(begin)

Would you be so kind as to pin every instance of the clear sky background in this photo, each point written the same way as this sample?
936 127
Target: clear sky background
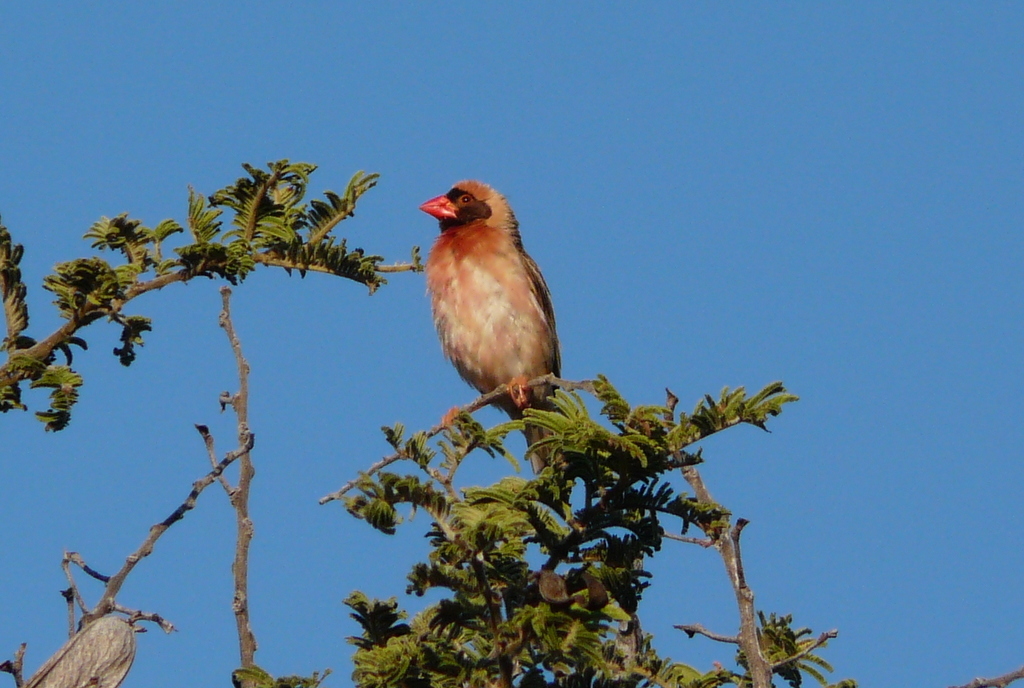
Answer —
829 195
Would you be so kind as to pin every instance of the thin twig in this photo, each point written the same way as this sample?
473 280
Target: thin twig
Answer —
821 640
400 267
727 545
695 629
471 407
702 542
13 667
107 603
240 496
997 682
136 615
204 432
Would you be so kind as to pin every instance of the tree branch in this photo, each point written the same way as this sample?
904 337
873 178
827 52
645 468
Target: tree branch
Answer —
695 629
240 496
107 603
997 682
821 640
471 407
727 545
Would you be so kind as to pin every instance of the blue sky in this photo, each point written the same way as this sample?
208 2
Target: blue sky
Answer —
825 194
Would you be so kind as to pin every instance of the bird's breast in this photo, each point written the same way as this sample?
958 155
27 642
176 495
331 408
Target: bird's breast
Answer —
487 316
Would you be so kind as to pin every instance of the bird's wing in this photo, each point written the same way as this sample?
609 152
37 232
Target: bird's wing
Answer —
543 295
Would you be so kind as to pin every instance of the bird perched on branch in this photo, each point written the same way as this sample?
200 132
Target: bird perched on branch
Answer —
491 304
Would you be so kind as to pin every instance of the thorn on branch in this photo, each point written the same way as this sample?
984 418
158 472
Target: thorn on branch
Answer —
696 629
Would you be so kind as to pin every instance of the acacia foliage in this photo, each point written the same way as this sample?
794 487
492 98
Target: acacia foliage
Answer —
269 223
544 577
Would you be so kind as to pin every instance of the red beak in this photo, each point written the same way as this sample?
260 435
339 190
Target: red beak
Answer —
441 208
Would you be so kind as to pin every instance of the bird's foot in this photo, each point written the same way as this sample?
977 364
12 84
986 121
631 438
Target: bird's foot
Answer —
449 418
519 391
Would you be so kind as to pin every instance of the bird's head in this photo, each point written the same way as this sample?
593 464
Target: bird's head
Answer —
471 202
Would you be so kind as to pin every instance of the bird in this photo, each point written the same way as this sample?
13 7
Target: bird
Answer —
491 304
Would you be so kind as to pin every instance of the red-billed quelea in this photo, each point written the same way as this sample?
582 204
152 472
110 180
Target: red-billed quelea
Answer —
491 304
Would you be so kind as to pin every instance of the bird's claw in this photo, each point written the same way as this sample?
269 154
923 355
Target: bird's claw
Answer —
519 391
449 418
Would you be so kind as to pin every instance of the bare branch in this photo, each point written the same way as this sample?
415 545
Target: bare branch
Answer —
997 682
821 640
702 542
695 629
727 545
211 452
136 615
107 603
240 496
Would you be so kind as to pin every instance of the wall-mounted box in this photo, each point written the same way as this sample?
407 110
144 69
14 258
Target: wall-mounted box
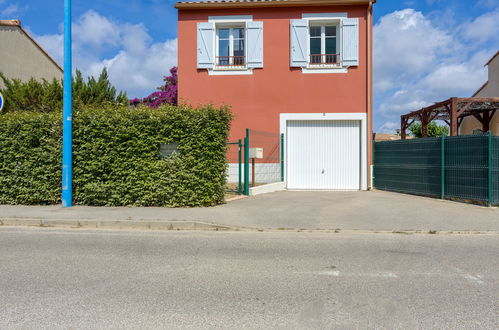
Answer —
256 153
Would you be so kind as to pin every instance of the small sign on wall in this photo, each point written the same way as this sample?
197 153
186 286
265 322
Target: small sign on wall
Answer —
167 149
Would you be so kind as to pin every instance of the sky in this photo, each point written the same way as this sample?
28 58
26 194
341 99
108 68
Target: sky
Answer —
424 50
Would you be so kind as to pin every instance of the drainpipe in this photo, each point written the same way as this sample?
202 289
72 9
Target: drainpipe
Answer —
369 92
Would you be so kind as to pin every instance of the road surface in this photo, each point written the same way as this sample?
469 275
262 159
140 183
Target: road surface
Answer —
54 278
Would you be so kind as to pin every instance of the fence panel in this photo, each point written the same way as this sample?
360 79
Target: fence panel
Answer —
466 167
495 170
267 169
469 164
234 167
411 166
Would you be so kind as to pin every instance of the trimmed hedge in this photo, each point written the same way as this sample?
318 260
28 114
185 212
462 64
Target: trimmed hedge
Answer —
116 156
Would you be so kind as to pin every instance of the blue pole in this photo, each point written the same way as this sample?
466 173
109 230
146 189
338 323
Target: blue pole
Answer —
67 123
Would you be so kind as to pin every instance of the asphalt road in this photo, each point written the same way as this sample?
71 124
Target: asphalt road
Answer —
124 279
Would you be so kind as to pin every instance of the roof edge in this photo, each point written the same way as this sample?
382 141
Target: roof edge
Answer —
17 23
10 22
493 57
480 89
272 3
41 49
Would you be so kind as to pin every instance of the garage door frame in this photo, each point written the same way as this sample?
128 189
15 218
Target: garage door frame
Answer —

(end)

[WHAT TO DO]
Rewrite all the items above, swapping "Would you be so kind as to pin" for "Please mark" and keeping everything else the same. Leave the pictures out.

[FULL ANSWER]
Please mark every instance of the clear sky background in this photo, each point written the same way as this sample?
936 127
Target: clear sky background
Answer —
829 195
Please mark every instance of the thin twig in this photo, each point written the same way as this sample?
473 280
Target: thin twig
Answer —
821 640
400 267
727 545
695 629
471 407
702 542
13 667
107 603
240 496
997 682
136 615
204 432
Please mark every instance of the tree branch in this photo, each point written the same way as this sample?
904 337
873 178
827 52
645 468
Target: tree branch
Answer —
695 629
240 496
107 603
997 682
821 640
471 407
727 545
Please mark every instance of the blue sky in this photo, each point written the same way as this sample?
208 2
Target: blue sky
Answer —
825 194
Please mark every instance of the bird's breast in this photo, each point written the same way as this sample?
958 155
27 642
176 495
331 408
Target: bird's breast
Answer —
487 316
Please mark every instance of the bird's wing in this photo, each point written the same way as this sample?
609 152
37 232
Target: bird's wing
Answer —
543 295
Please mark every instance of the bird perched on branch in this photo, each point written the same way as this sample?
200 132
Target: bird perched on branch
Answer —
491 304
Please mark every instance of the thorn on branch in this photo, each point written the same way as this sample?
984 418
158 472
Target: thorn on branch
Answer —
696 629
Please mark every instance of the acacia foliage in this photo, each point written the same way as this sample?
794 487
492 98
Target: acacia foliage
Answer —
269 223
544 577
Please mark every instance of the red beak in this photo, each point written the same way as this sample?
260 435
339 190
Target: red beak
Answer —
441 208
Please mark every instance of the bird's foot in this photo, each point written the same way as this sample?
977 364
12 84
986 121
631 438
Target: bird's foot
Answer —
449 418
519 391
Please mark every instance of the bird's head in this photo, each point written the same way as this sample?
593 464
Target: bird's head
Answer —
471 202
Please mark every instance of the bird in this photo, each point written the same way as this sample?
13 7
Target: bird
Answer —
491 304
Please mark every instance of the red-billed quelea in this photo, each point written the same way as this sample?
582 204
152 472
110 180
Target: red-billed quelea
Answer —
491 304
Please mark every instance of the bird's claw in this photo, each point written the same way as this sample?
269 154
923 355
Target: bird's claw
Answer —
519 391
449 418
Please mark every instance of the bare branch in this photo, each point written the same way as this sample?
415 545
Target: bare branch
Answer —
997 682
821 640
702 542
695 629
727 545
211 452
136 615
107 603
240 496
Please mark every instance of the wall-mounted box in this photo, each point written the same way as this sample?
407 110
144 69
14 258
Target: wall-mounted box
Answer —
256 153
Please mark every instance of the small sign on wall in this photo, each point written the same way as this sample?
197 153
186 286
265 322
Target: small sign on wall
Answer —
167 149
Please mark every instance of the sky in this photo, each point written the same way as this sample?
28 58
26 194
341 99
108 68
Target: sky
Answer —
424 50
Please mark every instance of the drainpipe in this photo, each point written the same way as this sample?
202 289
72 9
Target: drainpipe
Answer —
369 92
Please mark every instance of the road surface in this photo, each point written the same way as this sample?
469 275
262 159
140 183
Target: road surface
Answer —
54 278
Please mark every instance of the fence panel in this photo, each point written the same way as this sample?
360 79
Target: fence panel
Answer —
466 167
495 170
267 169
469 164
234 167
411 166
Please mark every instance of the trimmed hedge in this photo, each point written the same way as this sample?
318 260
28 114
185 212
462 64
Target: trimmed hedge
Answer —
116 156
Please mark every instance of the blue pole in this photo, each point written the same way as this sample?
466 173
109 230
146 189
338 323
Target: blue pole
Answer —
67 123
Please mark every instance of the asphalt road in this photo, each point written the same way as this sample?
71 124
Target: asphalt road
Answer —
124 279
Please mark every instance of the roof edge in this photo, each point written the same way as this sample?
382 141
Target: roof edge
Answer —
17 23
10 22
493 57
480 89
272 3
41 49
Please mark every instance of the garage door frame in this photo, each point written the same way as this sample?
128 189
15 218
Target: garage door frame
Answer —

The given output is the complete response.